• Aim: Leave out the pictures and return every entry exactly as it appears.

• Provided records:

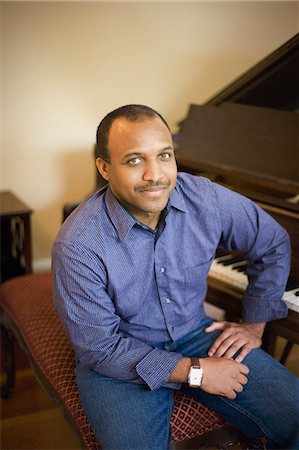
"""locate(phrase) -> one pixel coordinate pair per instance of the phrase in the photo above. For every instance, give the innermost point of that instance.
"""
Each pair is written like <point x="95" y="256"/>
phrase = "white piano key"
<point x="239" y="279"/>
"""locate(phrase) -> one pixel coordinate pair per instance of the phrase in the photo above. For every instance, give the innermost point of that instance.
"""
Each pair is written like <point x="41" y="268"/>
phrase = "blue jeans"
<point x="128" y="416"/>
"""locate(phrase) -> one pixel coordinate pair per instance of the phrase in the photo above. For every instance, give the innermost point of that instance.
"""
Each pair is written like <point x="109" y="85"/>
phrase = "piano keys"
<point x="246" y="138"/>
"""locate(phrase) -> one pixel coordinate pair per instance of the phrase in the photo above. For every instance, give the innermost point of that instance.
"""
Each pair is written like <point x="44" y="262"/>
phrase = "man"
<point x="130" y="268"/>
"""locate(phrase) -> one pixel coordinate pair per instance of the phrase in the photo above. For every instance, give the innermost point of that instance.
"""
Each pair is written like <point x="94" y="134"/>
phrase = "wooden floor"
<point x="30" y="419"/>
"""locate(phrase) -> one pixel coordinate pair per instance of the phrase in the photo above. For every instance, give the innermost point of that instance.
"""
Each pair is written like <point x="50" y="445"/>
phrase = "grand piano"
<point x="246" y="138"/>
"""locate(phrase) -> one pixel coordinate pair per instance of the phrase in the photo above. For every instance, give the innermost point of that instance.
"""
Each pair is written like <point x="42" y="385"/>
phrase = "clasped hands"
<point x="224" y="375"/>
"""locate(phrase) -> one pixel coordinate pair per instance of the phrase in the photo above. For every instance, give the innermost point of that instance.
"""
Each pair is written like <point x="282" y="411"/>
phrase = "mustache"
<point x="151" y="185"/>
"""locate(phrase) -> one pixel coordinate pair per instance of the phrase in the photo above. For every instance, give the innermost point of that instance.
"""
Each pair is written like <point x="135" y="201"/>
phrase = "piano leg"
<point x="286" y="352"/>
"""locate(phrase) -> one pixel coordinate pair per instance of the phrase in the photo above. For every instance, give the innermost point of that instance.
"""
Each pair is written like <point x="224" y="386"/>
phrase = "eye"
<point x="165" y="155"/>
<point x="134" y="161"/>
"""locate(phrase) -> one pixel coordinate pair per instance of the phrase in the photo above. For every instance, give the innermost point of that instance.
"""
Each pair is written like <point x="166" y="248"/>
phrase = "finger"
<point x="216" y="326"/>
<point x="239" y="387"/>
<point x="229" y="347"/>
<point x="231" y="394"/>
<point x="223" y="343"/>
<point x="243" y="369"/>
<point x="236" y="346"/>
<point x="242" y="379"/>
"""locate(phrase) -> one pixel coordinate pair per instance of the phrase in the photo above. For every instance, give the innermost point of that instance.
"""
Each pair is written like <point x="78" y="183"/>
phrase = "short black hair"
<point x="131" y="113"/>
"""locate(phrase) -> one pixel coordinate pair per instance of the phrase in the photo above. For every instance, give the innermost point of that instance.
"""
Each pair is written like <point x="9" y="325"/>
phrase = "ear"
<point x="103" y="167"/>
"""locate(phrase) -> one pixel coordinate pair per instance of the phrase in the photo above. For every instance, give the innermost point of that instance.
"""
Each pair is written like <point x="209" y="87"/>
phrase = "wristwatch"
<point x="195" y="373"/>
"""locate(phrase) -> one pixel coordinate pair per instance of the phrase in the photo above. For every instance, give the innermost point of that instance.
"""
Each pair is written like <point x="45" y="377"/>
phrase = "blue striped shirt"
<point x="121" y="288"/>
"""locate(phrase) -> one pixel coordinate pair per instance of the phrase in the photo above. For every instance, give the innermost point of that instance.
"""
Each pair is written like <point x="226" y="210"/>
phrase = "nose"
<point x="152" y="171"/>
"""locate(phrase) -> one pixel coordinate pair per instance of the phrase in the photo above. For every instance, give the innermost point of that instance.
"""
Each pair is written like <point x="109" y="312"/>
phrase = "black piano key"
<point x="232" y="261"/>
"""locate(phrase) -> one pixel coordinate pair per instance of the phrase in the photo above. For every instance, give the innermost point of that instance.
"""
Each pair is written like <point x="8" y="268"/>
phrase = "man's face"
<point x="142" y="170"/>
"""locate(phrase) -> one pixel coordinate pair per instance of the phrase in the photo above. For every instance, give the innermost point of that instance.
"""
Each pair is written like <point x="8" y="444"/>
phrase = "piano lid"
<point x="258" y="143"/>
<point x="248" y="132"/>
<point x="273" y="82"/>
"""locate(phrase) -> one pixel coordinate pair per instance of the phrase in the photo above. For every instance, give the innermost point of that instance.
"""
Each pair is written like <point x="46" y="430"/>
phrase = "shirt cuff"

• Response:
"""locate(phrase) -> one pixel coordinate pair per instance of the phrase in the photo above. For every instance, give the innermost point of that instance.
"""
Each pair is written like <point x="95" y="256"/>
phrase = "white piano key"
<point x="239" y="279"/>
"""locate(phrase) -> one pixel coordinate pair per instance of the phrase in the photo above. For every instance, give the innermost point of that instance.
"""
Each pair is written like <point x="41" y="268"/>
phrase = "blue jeans"
<point x="128" y="416"/>
"""locate(phrase) -> one pixel coordinate pair per instance of the phrase in the photo above. For every instance, give the innermost point of that instance.
"""
Each pair is written like <point x="109" y="85"/>
phrase = "piano keys"
<point x="246" y="138"/>
"""locate(phrase) -> one pixel coordinate pair per instance of the phrase in the photo above. For every instance, give the innermost point of that instance.
"""
Each pair is written like <point x="44" y="262"/>
phrase = "man"
<point x="130" y="268"/>
"""locate(phrase) -> one pixel coordinate pair per instance of the phrase in the photo above. For every instance, give the innermost point of that instance.
"""
Each pair is written like <point x="94" y="134"/>
phrase = "wooden floor"
<point x="30" y="419"/>
"""locate(phrase) -> one pixel coordinate pair per instance of the phrase in the photo above. For every instance, give the innermost point of that instance.
"""
Each pair is written like <point x="50" y="445"/>
phrase = "grand piano"
<point x="246" y="138"/>
"""locate(phrase) -> one pixel coordinate pair per instance of the phrase in the photo above. For every instance, give the innermost point of that instance.
"""
Each pair is written like <point x="42" y="385"/>
phrase = "clasped hands"
<point x="224" y="375"/>
"""locate(phrase) -> one pixel coordinate pair per instance of the phrase in the photo above. For every instance, give the innermost point of that instance.
"""
Each pair is written like <point x="282" y="411"/>
phrase = "mustache"
<point x="151" y="185"/>
"""locate(phrase) -> one pixel coordinate pair per instance of the phrase in the photo above. For every instance, give the innermost point of that instance.
"""
Each pair is written like <point x="135" y="201"/>
phrase = "piano leg"
<point x="286" y="352"/>
"""locate(phrase) -> one pixel coordinate pair per instance of the phrase in the photo above. For every instance, give the innermost point of that instance.
"""
Each pair is written like <point x="224" y="386"/>
phrase = "eye"
<point x="165" y="155"/>
<point x="134" y="161"/>
"""locate(phrase) -> one pixel coordinate pair per instance of the phrase in the photo above. For every instance, give the innermost point of that instance.
"""
Each pair is written like <point x="166" y="248"/>
phrase = "finger"
<point x="216" y="326"/>
<point x="239" y="387"/>
<point x="229" y="347"/>
<point x="231" y="394"/>
<point x="223" y="343"/>
<point x="243" y="369"/>
<point x="236" y="346"/>
<point x="242" y="379"/>
"""locate(phrase) -> one pixel coordinate pair per instance of the phrase in the photo above. For every instance, give the innermost point of that instance.
"""
Each pair is written like <point x="78" y="183"/>
phrase = "short black hair"
<point x="131" y="113"/>
"""locate(phrase) -> one pixel coordinate pair per instance of the phrase in the photo above. For every instance, give the innermost point of that instance.
"""
Each pair is written like <point x="9" y="325"/>
phrase = "ear"
<point x="103" y="167"/>
"""locate(phrase) -> one pixel coordinate pair per instance of the phrase in the photo above. For every instance, give the innermost point of that instance.
"""
Each pair is written like <point x="209" y="87"/>
phrase = "wristwatch"
<point x="195" y="373"/>
"""locate(phrase) -> one pixel coordinate pair per instance of the phrase in the photo above. For every instance, give the innermost point of that instance.
"""
Each pair is written like <point x="45" y="377"/>
phrase = "blue striped shirt"
<point x="121" y="288"/>
"""locate(phrase) -> one pixel coordinate pair per instance of the phrase in the photo above. For every instance, give the innermost point of that instance.
"""
Each pair is written like <point x="226" y="210"/>
phrase = "nose"
<point x="152" y="171"/>
"""locate(phrase) -> one pixel coordinate pair per instance of the phrase in the photo above. For every instance, give the innermost point of that instance.
"""
Each pair is written like <point x="109" y="312"/>
phrase = "black piano key"
<point x="232" y="261"/>
"""locate(phrase) -> one pixel coordinate pair per instance of the phrase in the photo above. For every instance, give the innermost point of that instance.
"""
Each pair is written like <point x="8" y="268"/>
phrase = "man's face"
<point x="142" y="170"/>
"""locate(phrase) -> one pixel coordinate pair per instance of the phrase in the photo above. For every instance, give the innermost point of that instance.
"""
Each pair is written like <point x="8" y="444"/>
phrase = "piano lid"
<point x="258" y="143"/>
<point x="248" y="132"/>
<point x="273" y="82"/>
"""locate(phrase) -> one pixel coordinate pair per instance of the phrase in the photo above. For every instance, give the innermost point of that instance.
"""
Each pair is written like <point x="46" y="430"/>
phrase = "shirt cuff"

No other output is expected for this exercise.